- List of tasks -
1 > Answer these questions from the sysfs patch, each on its own line:
(a) Roughly how many memory sections do the systems the author works with create in sysfs at boot?
(b) After the change, how long did sysfs memory creation take on the 1 TB system?
(c) How many insertions does the patch summary report?
2 > Say whether each statement agrees with the sysfs patch, and quote the words of the text that decide it:
(a) On other systems, creating sysfs entries took 40 minutes for 1.5 TB.
(b) The patch changes three files.
(c) Boot times get worse because of the string compares that prevent duplicate sysfs directories.
3 > Continue the sysfs patch from where it stops.

* begin Quoted text *

On very large systems, i.e. those with > 1 TB of memory, the boot times become
exponentially worse due to the string compares used to ensure duplicate sysfs
directories are not created. I am working with systems that create roughly
63,000 memory sections in sysfs at boot time. This translates into just over 9
minutes of creating sysfs entries for the memory on the system at boot. Other
systems have observed 40 minutes for 1.5 TB and times measured in hours for 2
TB systems.
This patch updates the sysfs code to store the sysfs directory entries in a
reb-black tree sorted aphabetically. This significantly reduces the number of
string compares required to determine if a new directory is a duplicate. On
the 1 TB system the sysfs memory creation time went from 9.1 minutes to 2.2
minutes.
Signed-off-by: Nathan Fontenot <[email protected]>
---
fs/sysfs/dir.c | 60 ++++++++++++++++++++++++++++++++++++++++++++++++-------
fs/sysfs/sysfs.h | 3 ++
2 files changed, 56 insertions(+), 7 deletions(-)
Index: linux-2.6/fs/sysfs/dir.c
===================================================================
--- linux-2.6.orig/fs/sysfs/dir.c 2010-06-23 15:07:22.000000000 -0500
+++ linux-2.6/fs/sysfs/dir.c 2010-06-23 20:12:46.000000000 -0500
@@ -30,6 +30,37 @@
static DEFINE_SPINLOCK(sysfs_ino_lock);
static DEFINE_IDA(sysfs_ino_ida);
+static struct sysfs_dirent *to_sysfs_dirent(struct rb_node *node)
+{
+ struct sysfs_elem_dir *sysdir;
+
+ sysdir = rb_entry(node, struct sysfs_elem_dir, rb_node);
+ return container_of(sysdir, struct sysfs_dirent, s_dir);
+}
+
+static void sysfs_dirent_insert(struct sysfs_dirent *sd)

* end Quoted text *
* begin Provided material *

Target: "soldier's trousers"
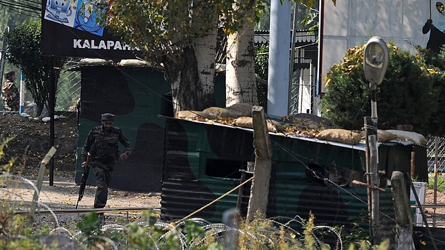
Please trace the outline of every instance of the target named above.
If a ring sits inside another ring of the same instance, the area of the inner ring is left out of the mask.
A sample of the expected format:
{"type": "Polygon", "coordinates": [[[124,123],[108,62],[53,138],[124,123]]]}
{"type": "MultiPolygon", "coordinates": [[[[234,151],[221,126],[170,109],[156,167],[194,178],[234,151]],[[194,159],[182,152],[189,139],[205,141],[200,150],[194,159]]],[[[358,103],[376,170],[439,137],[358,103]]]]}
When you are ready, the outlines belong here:
{"type": "Polygon", "coordinates": [[[103,208],[105,207],[105,205],[106,205],[106,199],[108,195],[108,186],[110,185],[110,183],[111,183],[111,178],[113,177],[112,170],[106,170],[103,167],[100,167],[99,165],[95,165],[93,169],[96,178],[96,184],[97,185],[96,197],[95,198],[95,208],[103,208]]]}

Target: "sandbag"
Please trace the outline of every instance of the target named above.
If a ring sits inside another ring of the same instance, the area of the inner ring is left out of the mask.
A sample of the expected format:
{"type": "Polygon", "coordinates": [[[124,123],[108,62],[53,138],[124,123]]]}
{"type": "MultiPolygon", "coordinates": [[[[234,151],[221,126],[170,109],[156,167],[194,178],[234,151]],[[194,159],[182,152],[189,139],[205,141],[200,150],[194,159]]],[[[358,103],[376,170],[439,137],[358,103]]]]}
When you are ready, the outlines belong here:
{"type": "MultiPolygon", "coordinates": [[[[360,138],[362,138],[362,140],[366,140],[364,137],[364,131],[362,131],[362,133],[360,133],[360,138]]],[[[393,134],[392,133],[381,129],[377,130],[377,141],[378,142],[388,142],[395,139],[396,135],[393,134]]]]}
{"type": "Polygon", "coordinates": [[[235,117],[252,117],[252,105],[248,103],[235,103],[225,109],[232,112],[235,117]]]}
{"type": "Polygon", "coordinates": [[[237,117],[231,110],[219,107],[207,108],[202,110],[202,112],[207,114],[209,119],[237,117]]]}
{"type": "Polygon", "coordinates": [[[202,111],[195,110],[181,110],[175,114],[175,117],[179,119],[204,120],[206,118],[209,119],[207,117],[209,117],[209,115],[202,111]]]}
{"type": "MultiPolygon", "coordinates": [[[[278,133],[284,131],[283,126],[280,122],[269,119],[266,121],[267,122],[267,130],[269,132],[278,133]]],[[[234,122],[234,125],[241,128],[253,128],[253,118],[249,117],[238,117],[234,122]]]]}
{"type": "Polygon", "coordinates": [[[351,145],[360,142],[360,134],[351,131],[340,128],[325,129],[315,137],[318,140],[338,142],[351,145]]]}
{"type": "Polygon", "coordinates": [[[334,128],[334,123],[327,118],[321,117],[312,114],[291,114],[281,117],[284,122],[302,126],[314,129],[334,128]]]}
{"type": "Polygon", "coordinates": [[[118,66],[127,66],[127,67],[149,67],[149,63],[138,59],[122,59],[120,62],[118,62],[118,66]]]}
{"type": "Polygon", "coordinates": [[[396,138],[394,140],[403,142],[412,142],[422,145],[426,145],[426,139],[425,139],[423,135],[418,133],[395,129],[388,129],[386,130],[386,131],[396,135],[396,138]]]}

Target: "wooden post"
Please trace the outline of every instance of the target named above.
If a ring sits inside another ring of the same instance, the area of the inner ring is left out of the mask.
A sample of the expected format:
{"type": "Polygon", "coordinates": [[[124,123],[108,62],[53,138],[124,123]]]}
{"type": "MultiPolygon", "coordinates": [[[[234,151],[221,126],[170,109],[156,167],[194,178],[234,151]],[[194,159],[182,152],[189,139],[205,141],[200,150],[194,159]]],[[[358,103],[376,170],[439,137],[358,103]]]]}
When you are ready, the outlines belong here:
{"type": "MultiPolygon", "coordinates": [[[[364,117],[364,132],[366,158],[366,177],[368,184],[378,187],[378,151],[377,149],[377,124],[370,117],[364,117]]],[[[378,190],[368,188],[368,210],[370,215],[370,233],[374,243],[378,244],[379,237],[379,193],[378,190]]]]}
{"type": "Polygon", "coordinates": [[[412,214],[405,177],[401,172],[392,172],[391,190],[398,233],[396,238],[396,249],[412,249],[412,214]]]}
{"type": "Polygon", "coordinates": [[[248,206],[248,221],[252,221],[257,212],[266,215],[272,165],[272,147],[263,107],[254,106],[252,117],[255,165],[248,206]]]}
{"type": "Polygon", "coordinates": [[[39,174],[37,177],[37,184],[35,185],[37,190],[34,191],[34,197],[33,197],[33,201],[31,203],[31,208],[29,208],[29,215],[28,216],[28,227],[31,228],[34,222],[34,214],[35,213],[35,208],[37,203],[39,201],[39,195],[40,190],[42,190],[42,183],[43,183],[43,177],[44,177],[44,171],[47,168],[47,165],[49,160],[53,158],[54,153],[57,150],[55,147],[52,147],[47,155],[44,156],[42,162],[40,162],[40,168],[39,169],[39,174]]]}

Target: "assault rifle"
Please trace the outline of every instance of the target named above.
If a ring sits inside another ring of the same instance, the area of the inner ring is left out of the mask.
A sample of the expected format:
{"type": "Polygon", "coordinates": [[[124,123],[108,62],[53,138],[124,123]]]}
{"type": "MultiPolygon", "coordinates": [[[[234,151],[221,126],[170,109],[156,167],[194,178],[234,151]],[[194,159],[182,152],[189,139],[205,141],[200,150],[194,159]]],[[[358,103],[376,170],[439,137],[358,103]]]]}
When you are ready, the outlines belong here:
{"type": "Polygon", "coordinates": [[[85,186],[86,185],[86,180],[88,178],[88,174],[90,174],[90,160],[91,155],[90,153],[86,156],[86,160],[85,161],[85,167],[83,168],[83,173],[81,177],[81,185],[79,187],[79,199],[77,199],[77,203],[76,204],[76,209],[82,198],[83,198],[83,193],[85,192],[85,186]]]}

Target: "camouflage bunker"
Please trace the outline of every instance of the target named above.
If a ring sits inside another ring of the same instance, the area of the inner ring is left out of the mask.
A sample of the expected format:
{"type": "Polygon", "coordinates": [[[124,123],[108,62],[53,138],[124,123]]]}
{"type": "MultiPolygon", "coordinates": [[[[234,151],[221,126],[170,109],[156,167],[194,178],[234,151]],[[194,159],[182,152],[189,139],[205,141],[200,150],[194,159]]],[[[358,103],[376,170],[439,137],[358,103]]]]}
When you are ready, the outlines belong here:
{"type": "MultiPolygon", "coordinates": [[[[122,129],[133,151],[128,160],[116,162],[111,188],[161,192],[165,120],[159,115],[173,116],[171,88],[163,73],[145,64],[87,62],[72,69],[81,74],[76,183],[82,174],[81,150],[88,133],[100,124],[102,113],[111,112],[116,115],[114,126],[122,129]]],[[[217,90],[225,84],[219,79],[217,90]]],[[[221,101],[223,105],[224,100],[217,99],[220,105],[221,101]]],[[[95,185],[92,169],[87,184],[95,185]]]]}
{"type": "MultiPolygon", "coordinates": [[[[365,145],[350,145],[310,138],[290,138],[269,133],[273,153],[267,217],[308,218],[317,224],[352,226],[350,218],[367,212],[367,190],[352,183],[366,182],[365,145]],[[322,178],[314,175],[317,173],[322,178]],[[323,181],[326,178],[329,181],[323,181]]],[[[182,219],[236,187],[243,180],[240,170],[254,161],[253,130],[217,122],[166,118],[161,218],[182,219]]],[[[379,143],[378,168],[391,176],[393,171],[409,172],[412,144],[379,143]]],[[[382,178],[381,183],[385,182],[382,178]]],[[[250,183],[238,197],[238,190],[195,214],[220,222],[227,210],[247,214],[250,183]],[[238,199],[241,198],[239,200],[238,199]]],[[[380,210],[394,217],[391,189],[380,193],[380,210]]],[[[394,222],[381,217],[382,226],[394,229],[394,222]]],[[[364,228],[367,228],[365,224],[364,228]]]]}

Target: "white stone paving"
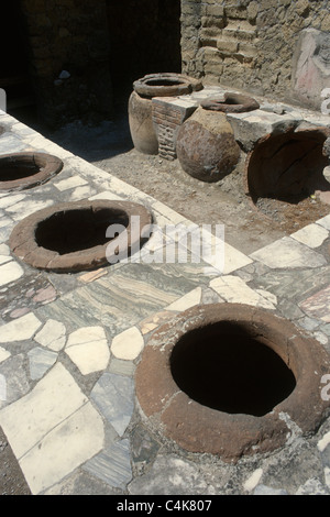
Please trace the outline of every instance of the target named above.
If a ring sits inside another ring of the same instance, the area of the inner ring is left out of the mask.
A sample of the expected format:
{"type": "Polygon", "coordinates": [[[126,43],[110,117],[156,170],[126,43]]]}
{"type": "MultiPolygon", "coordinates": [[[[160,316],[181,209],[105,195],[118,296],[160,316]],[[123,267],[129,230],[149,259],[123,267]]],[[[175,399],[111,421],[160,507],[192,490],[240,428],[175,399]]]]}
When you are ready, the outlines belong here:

* end Provided material *

- Responses per task -
1 >
(a) Roughly 63,000
(b) 2.2 minutes
(c) 56

2 >
(a) Yes: "Other systems have observed 40 minutes for 1.5 TB"
(b) No: "2 files changed"
(c) Yes: "due to the string compares used to ensure duplicate sysfs directories are not created"

3 >
+{
+ struct sysfs_dirent *parent_sd = sd->s_parent;
+ struct sysfs_dirent *d;
+ struct rb_node **p = &parent_sd->s_dir.rb_root.rb_node;
+ struct rb_node *parent = NULL;
+
+ while (*p) {
+ int cmp_val;
+ parent = *p;
+ d = to_sysfs_dirent(parent);
+
+ cmp_val = strcmp(d->s_name, sd->s_name);
+ if (cmp_val < 0)
+ p = &parent->rb_left;
+ if (cmp_val > 0)
+ p = &parent->rb_right;
+ }
+
+ rb_link_node(&sd->s_dir.rb_node, parent, p);
+ rb_insert_color(&sd->s_dir.rb_node, &parent_sd->s_dir.rb_root);
+}
+
/**
* sysfs_link_sibling - link sysfs_dirent into sibling list
* @sd: sysfs_dirent of interest
@@ -57,6 +88,9 @@
}
sd->s_sibling = *pos;
*pos = sd;
+
+ /* Add entry to rb tree */
+ sysfs_dirent_insert(sd);
}
/**
@@ -81,6 +115,8 @@
break;
}
}
+
+ rb_erase(&sd->s_dir.rb_node, &sd->s_parent->s_dir.rb_root);
}
/**
@@ -536,14 +572,24 @@
const void *ns,
const unsigned char *name)
{
- struct sysfs_dirent *sd;
-
- for (sd = parent_sd->s_dir.children; sd; sd = sd->s_sibling) {
- if (ns && sd->s_ns && (sd->s_ns != ns))
- continue;
- if (!strcmp(sd->s_name, name))
- return sd;
+ struct sysfs_dirent *d;
+ struct rb_node **p = &parent_sd->s_dir.rb_root.rb_node;
+ struct rb_node *parent = NULL;
+
+ while (*p) {
+ int cmp_val;
+ parent = *p;
+ d = to_sysfs_dirent(parent);
+
+ cmp_val = strcmp(d->s_name, name);
+ if (cmp_val == 0)
+ return d;
+ else if (cmp_val < 0)
+ p = &parent->rb_left;
+ else /* (cmp_val > 0) */
+ p = &parent->rb_right;
}
+
return NULL;
}
Index: linux-2.6/fs/sysfs/sysfs.h
===================================================================
--- linux-2.6.orig/fs/sysfs/sysfs.h 2010-06-23 15:07:22.000000000 -0500
+++ linux-2.6/fs/sysfs/sysfs.h 2010-06-23 20:12:46.000000000 -0500
@@ -10,12 +10,15 @@
#include <linux/lockdep.h>
#include <linux/fs.h>
+#include <linux/rbtree.h>
struct sysfs_open_dirent;
/* type-specific structures for sysfs_dirent->s_* union members */
struct sysfs_elem_dir {
struct kobject *kobj;
+ struct rb_root rb_root;
+ struct rb_node rb_node;
/* children list starts here and goes through sd->s_sibling */
struct sysfs_dirent *children;
};
On Wed, 23 Jun 2010 21:56:04 -0500,
Nathan Fontenot <[email protected]> wrote:
> +static void sysfs_dirent_insert(struct sysfs_dirent *sd)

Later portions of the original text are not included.